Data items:
========================================
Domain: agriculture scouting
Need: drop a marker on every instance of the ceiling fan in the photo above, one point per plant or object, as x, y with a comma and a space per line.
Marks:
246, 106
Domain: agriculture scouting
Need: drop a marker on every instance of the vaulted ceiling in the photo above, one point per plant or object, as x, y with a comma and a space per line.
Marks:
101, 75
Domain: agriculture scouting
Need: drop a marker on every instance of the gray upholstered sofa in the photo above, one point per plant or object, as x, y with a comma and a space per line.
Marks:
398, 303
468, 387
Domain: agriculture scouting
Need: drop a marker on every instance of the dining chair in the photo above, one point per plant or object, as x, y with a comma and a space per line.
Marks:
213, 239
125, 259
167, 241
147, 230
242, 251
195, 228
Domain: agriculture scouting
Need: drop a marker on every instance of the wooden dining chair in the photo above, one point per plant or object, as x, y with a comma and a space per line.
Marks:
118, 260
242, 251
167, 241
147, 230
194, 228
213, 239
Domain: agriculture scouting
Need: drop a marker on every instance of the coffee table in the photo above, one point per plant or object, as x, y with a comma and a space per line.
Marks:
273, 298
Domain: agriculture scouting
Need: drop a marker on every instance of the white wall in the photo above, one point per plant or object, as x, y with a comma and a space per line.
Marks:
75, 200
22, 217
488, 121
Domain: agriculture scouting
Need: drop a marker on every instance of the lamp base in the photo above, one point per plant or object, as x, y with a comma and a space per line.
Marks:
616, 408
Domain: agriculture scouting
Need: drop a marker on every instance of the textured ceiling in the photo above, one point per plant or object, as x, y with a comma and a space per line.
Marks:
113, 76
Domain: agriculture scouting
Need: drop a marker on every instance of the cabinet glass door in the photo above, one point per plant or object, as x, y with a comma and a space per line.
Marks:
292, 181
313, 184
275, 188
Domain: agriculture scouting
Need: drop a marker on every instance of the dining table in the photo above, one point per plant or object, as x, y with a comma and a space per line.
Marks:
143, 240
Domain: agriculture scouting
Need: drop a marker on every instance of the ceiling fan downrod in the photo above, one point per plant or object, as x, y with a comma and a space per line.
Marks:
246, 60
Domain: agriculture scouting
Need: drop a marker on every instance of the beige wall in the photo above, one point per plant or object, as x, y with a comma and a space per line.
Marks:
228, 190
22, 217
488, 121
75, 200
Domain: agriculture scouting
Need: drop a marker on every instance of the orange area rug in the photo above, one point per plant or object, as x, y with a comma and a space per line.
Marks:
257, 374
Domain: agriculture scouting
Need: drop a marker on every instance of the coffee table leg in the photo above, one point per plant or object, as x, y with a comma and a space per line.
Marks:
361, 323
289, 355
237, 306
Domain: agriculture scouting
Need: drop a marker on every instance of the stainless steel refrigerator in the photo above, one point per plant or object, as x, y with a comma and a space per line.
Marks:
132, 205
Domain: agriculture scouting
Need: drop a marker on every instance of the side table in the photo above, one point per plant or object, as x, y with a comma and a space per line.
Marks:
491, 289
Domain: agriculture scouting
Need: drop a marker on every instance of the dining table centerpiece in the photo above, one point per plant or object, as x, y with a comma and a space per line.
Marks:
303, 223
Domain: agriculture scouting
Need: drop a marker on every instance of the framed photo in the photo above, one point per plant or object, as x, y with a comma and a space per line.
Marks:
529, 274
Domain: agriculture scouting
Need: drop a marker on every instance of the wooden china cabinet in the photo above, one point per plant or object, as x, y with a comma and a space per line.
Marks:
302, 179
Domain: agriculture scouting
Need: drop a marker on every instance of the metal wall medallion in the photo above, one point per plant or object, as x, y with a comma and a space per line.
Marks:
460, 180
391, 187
========================================
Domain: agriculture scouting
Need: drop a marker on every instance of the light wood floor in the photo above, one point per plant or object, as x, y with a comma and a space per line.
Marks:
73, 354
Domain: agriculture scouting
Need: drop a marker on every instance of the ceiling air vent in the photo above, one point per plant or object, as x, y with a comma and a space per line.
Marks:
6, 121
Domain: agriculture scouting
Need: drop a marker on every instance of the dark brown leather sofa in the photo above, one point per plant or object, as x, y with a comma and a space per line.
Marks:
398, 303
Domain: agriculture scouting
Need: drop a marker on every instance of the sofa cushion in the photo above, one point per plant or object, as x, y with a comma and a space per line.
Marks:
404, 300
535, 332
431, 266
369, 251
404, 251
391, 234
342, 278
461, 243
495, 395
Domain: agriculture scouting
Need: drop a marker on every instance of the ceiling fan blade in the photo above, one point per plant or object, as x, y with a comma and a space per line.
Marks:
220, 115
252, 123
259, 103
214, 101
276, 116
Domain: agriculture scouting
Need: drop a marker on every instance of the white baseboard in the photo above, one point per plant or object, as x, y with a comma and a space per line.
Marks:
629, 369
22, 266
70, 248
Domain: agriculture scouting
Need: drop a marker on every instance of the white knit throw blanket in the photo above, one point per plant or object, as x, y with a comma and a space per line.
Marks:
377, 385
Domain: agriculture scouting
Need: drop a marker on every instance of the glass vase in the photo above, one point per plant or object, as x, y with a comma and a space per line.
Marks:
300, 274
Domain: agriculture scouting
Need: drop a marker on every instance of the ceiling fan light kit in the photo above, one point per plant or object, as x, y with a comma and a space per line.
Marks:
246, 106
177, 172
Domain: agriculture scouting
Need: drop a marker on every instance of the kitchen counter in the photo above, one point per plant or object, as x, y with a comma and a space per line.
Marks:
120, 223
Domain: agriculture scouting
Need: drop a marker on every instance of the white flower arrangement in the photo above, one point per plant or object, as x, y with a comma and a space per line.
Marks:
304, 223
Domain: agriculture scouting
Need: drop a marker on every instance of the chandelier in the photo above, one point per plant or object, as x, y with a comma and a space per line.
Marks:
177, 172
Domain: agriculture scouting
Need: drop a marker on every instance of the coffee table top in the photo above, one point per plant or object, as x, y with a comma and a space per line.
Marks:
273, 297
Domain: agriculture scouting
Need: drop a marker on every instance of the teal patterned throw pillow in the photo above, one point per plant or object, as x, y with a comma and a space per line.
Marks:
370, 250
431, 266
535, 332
========================================
◆ What is expected: Out of the records above, pull each line containing the word "sofa".

◆ Reply to the task:
Need: drop a marker on every instance of the gray upholstered sofa in the photo above, one point per plant or object, as x, y with a comma and a space per line.
Need: drop a marker on every instance of the dark brown leather sofa in the photo above, one point per plant or object, as x, y with a comma and a space per line.
Need: drop a marker on every instance of the sofa cushion in the photo above, one point per plant or object, as x, y with a comma and a space per line.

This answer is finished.